» Directions: Each record needs to be echoed exactly; can you do that?

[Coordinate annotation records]

[Begin]

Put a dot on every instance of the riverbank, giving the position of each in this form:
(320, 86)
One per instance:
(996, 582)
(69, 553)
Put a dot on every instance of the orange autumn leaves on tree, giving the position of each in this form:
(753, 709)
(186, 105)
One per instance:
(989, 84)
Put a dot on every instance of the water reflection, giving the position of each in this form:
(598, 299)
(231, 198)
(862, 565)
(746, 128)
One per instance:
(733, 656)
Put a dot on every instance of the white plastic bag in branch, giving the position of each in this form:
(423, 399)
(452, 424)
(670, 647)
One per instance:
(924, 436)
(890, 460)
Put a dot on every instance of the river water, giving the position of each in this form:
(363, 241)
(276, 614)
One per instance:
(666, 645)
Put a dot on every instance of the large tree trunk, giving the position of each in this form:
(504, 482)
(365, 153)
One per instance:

[End]

» Answer to the exercise:
Put a dot on every instance of the riverbank, giving the position of each in this form:
(320, 86)
One per instance:
(996, 582)
(69, 553)
Put a dot on every instance of the orange autumn leaves on tree, giving the position of each in this form:
(753, 709)
(186, 105)
One per instance:
(989, 84)
Put a dot on every instance of the water reflection, giving the position of each in this form:
(598, 299)
(231, 198)
(862, 565)
(746, 128)
One per instance:
(733, 656)
Put a dot on every instance of the white plastic bag in branch, giving the position of each in this form:
(423, 399)
(452, 424)
(670, 647)
One per instance:
(924, 436)
(890, 460)
Put a dot on every instance of the river water, giving the position of each in this form:
(363, 241)
(276, 614)
One per instance:
(666, 645)
Put a dot on every instance of the large tree trunk, giving the position of each in this form:
(504, 482)
(365, 153)
One per instance:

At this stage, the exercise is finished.